[START OF Passage provided]

This is a big week for cloud earnings as we’ll get Zoom Communications (ZM) and Workday (WDAY) earnings tomorrow after the close, followed by Salesforce (CRM) on Tuesday, and Snowflake on Wednesday.

Anything Russian

Russian financial markets were already in peril before this weekend’s news that much of Europe and the United States were preparing to sever the country’s access to SWIFT, a critical international communications network.

The iShares MSCI Russia ETF (ERUS) lost nearly 33% last week, causing ripple effects across emerging markets. The iShares Emerging Markets ETF (EEM) sank 2.8% last week, while the iShare BRIC ETF (BKF) fared even worse, losing 5.1%.

Russia has a 3.59% in EEM versus 5.62% in BKF.

Funds with Tesla exposure

Tesla shares have lost roughly a third of their value since the start of the year, falling from an early January high of ~1,200 per share to a Friday close of 809.87.

[END OF Passage provided]

#### Exercise task A:
Translate into Spanish this sentence from the market commentary: "Tesla shares have lost roughly a third of their value since the start of the year, falling from an early January high of ~1,200 per share to a Friday close of 809.87."
#### Exercise task B:
Pick up the market commentary after its final sentence and write the next part of its section on funds with Tesla exposure.

[START OF Data lines]

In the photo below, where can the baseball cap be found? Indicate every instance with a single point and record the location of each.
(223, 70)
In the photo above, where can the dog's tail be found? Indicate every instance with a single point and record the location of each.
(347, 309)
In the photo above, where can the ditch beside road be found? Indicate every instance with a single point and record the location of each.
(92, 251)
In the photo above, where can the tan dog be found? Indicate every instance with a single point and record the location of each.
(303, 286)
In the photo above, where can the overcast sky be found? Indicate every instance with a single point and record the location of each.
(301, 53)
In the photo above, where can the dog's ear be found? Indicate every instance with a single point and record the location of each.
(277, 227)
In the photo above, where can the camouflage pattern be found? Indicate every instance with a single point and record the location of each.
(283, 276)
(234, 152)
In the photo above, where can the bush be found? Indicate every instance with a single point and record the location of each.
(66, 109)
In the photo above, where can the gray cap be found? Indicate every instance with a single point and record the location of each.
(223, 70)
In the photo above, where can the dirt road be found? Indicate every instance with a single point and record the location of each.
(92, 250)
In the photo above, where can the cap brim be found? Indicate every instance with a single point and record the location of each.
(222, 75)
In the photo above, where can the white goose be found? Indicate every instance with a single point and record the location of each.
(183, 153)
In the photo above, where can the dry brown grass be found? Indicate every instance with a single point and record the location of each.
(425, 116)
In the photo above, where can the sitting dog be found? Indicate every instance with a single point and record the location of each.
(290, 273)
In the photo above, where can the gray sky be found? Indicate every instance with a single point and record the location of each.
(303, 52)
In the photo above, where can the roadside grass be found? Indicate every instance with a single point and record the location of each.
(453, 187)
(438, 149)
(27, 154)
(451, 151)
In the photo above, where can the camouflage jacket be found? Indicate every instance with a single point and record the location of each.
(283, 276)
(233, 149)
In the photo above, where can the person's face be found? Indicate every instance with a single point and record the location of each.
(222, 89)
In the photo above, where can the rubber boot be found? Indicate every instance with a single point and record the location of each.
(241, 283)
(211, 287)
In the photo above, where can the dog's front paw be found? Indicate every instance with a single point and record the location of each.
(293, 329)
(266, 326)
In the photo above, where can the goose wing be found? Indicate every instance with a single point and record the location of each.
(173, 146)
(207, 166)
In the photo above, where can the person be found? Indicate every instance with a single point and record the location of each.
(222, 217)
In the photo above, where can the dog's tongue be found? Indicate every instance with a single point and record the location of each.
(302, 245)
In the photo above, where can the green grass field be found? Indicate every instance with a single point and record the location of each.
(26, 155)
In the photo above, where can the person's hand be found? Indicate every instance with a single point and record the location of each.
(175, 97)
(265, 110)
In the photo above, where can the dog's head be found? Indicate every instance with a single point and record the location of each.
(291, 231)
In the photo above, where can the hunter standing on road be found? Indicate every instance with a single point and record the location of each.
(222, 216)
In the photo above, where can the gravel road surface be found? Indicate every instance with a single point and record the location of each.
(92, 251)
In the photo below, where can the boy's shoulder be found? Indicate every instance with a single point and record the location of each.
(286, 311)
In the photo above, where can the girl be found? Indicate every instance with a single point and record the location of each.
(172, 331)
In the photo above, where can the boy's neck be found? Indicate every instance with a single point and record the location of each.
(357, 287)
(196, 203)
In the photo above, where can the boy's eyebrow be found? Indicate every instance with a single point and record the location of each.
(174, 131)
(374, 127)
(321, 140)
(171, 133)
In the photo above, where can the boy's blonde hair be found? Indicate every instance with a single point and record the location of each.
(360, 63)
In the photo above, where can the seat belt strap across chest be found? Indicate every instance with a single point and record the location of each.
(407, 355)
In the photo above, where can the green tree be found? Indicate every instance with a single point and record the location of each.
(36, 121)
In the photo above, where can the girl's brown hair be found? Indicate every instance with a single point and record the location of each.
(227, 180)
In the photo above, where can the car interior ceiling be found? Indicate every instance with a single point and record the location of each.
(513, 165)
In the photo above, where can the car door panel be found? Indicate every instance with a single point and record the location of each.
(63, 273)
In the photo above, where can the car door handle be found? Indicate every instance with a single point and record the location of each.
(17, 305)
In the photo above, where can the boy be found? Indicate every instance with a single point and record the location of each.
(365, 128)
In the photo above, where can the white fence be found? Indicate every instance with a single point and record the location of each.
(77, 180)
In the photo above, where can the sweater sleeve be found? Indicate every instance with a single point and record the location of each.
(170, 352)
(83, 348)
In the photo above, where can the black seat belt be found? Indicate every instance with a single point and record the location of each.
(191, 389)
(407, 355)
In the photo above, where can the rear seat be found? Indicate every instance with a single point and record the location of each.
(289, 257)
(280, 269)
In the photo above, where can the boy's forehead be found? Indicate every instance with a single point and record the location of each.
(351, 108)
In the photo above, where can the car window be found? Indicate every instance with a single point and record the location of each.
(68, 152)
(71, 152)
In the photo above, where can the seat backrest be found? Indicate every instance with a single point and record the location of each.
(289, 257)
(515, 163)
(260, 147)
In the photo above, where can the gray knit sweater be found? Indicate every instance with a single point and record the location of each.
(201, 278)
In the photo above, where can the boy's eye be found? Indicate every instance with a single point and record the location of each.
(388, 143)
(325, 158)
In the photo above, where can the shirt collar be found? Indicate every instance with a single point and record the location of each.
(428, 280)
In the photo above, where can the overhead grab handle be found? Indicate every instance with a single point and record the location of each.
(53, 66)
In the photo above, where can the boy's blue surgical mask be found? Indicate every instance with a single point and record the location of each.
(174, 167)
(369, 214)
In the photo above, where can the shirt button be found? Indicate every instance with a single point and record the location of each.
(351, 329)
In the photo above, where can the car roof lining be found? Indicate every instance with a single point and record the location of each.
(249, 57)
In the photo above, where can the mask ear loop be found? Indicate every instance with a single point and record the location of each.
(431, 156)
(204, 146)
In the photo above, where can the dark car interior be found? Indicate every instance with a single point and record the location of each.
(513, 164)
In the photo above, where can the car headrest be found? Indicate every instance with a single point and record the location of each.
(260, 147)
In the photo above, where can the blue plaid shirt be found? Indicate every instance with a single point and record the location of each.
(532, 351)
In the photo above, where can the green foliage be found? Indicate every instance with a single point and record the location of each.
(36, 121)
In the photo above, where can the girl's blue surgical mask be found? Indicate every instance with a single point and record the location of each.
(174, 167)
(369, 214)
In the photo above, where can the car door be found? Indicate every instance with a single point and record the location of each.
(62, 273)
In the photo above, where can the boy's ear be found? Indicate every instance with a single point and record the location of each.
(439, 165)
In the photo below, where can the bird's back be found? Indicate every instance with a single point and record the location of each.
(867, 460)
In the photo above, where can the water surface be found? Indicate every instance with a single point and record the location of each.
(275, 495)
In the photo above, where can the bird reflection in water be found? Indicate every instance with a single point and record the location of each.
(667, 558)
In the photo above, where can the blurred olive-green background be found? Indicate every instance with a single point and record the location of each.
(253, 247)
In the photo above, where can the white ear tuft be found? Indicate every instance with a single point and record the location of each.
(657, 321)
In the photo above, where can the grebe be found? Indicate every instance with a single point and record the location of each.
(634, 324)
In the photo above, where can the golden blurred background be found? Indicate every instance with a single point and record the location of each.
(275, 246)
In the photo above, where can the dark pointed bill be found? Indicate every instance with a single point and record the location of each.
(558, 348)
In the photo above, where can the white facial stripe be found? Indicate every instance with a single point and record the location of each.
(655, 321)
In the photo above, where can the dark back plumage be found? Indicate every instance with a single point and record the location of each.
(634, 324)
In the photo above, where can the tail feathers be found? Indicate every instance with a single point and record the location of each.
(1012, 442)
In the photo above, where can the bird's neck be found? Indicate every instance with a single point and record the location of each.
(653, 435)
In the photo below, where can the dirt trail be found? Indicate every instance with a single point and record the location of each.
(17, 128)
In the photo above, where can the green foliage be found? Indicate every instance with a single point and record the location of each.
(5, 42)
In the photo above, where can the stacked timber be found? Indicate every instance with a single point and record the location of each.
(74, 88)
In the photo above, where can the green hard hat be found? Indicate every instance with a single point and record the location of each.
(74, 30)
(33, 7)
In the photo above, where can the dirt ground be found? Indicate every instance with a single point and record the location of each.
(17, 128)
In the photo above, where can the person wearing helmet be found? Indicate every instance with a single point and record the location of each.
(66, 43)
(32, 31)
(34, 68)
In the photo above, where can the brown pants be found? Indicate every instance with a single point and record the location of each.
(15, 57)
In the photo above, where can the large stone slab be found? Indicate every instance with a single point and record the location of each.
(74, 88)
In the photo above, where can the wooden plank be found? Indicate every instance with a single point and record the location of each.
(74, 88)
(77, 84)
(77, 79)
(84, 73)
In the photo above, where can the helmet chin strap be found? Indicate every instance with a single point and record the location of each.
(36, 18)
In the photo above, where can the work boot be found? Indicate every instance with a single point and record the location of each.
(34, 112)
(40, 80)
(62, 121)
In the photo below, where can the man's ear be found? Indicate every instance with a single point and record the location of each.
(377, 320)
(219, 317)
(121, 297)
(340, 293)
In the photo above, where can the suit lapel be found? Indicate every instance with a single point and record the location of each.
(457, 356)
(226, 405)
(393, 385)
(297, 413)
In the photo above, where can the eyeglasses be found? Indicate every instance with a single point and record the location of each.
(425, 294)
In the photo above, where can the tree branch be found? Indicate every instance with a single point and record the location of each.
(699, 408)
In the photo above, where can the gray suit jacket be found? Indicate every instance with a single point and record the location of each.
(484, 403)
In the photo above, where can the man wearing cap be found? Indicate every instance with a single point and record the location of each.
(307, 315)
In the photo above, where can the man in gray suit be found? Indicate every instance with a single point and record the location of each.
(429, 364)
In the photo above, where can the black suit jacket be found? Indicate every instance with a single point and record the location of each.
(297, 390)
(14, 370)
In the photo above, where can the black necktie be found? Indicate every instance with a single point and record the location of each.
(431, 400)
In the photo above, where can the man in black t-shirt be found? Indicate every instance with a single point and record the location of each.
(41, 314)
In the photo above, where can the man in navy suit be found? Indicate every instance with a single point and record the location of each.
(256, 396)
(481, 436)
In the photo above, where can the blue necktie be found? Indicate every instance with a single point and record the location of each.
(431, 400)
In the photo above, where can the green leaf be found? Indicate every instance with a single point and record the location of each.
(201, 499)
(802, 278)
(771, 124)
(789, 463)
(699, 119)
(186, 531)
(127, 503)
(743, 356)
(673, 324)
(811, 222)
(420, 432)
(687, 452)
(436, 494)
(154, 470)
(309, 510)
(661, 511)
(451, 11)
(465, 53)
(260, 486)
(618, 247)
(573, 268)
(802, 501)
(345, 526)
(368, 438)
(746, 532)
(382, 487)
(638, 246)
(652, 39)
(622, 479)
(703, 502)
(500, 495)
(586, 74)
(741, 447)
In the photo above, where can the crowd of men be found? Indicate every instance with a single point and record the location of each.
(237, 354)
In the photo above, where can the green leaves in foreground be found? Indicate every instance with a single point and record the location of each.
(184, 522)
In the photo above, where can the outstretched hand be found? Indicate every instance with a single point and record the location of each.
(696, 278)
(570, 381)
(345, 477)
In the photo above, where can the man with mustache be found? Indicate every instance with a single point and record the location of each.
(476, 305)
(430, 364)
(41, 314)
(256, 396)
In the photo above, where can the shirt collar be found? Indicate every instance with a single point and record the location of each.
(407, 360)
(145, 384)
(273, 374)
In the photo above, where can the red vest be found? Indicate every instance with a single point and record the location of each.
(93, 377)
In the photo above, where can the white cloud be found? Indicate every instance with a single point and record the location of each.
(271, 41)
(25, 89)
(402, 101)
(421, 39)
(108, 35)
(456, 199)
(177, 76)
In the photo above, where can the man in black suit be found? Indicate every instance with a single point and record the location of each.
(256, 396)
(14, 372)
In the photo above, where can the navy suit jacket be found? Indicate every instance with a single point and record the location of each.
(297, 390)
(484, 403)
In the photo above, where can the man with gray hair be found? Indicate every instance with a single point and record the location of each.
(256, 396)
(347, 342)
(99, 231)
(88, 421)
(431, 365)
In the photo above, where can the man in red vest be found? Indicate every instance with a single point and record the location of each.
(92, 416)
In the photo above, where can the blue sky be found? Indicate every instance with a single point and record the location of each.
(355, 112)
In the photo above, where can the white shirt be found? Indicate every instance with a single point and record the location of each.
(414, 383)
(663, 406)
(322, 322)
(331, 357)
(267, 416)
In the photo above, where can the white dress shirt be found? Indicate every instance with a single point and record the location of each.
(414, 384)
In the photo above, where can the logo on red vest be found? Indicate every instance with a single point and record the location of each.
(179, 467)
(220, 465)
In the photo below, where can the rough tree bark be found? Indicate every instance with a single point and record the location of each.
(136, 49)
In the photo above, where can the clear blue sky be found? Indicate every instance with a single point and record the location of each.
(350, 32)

[END OF Data lines]

#### Answer A:
Las acciones de Tesla han perdido aproximadamente un tercio de su valor desde el comienzo del año, al caer de un máximo de unos 1200 por acción a principios de enero a un cierre de 809,87 el viernes.

#### Answer B:
A victim of the early 2022 momentum unwind, last week’s 5.5% loss was largely driven by reports that Elon Musk and his brother Kimball are facing an insider trading investigation regarding a Twitter poll and some timely stock sales in early November.

Tesla has a well publicized hand in many different industries so its weakness was felt broadly across the thematic world. The consumer discretionary sector ETF (XLY) has a ~16.6% allocation to Tesla and lost just over 2% last week on the back of the automaker’s weakness.

Find it with Noonum:

Noonum gives users the ability to look at thematic exposure on a company-specific basis. For cross-functional companies with diversified businesses, this is a great tool for identifying potential themes and related names that may have been impacted when a stock has a sizable move.

Tesla’s inclusion in funds ranges from autonomous driving (ETF - DRIV), to lithium and battery production (ETF - LIT), robotics and artificial intelligence (ETF - BOTZ).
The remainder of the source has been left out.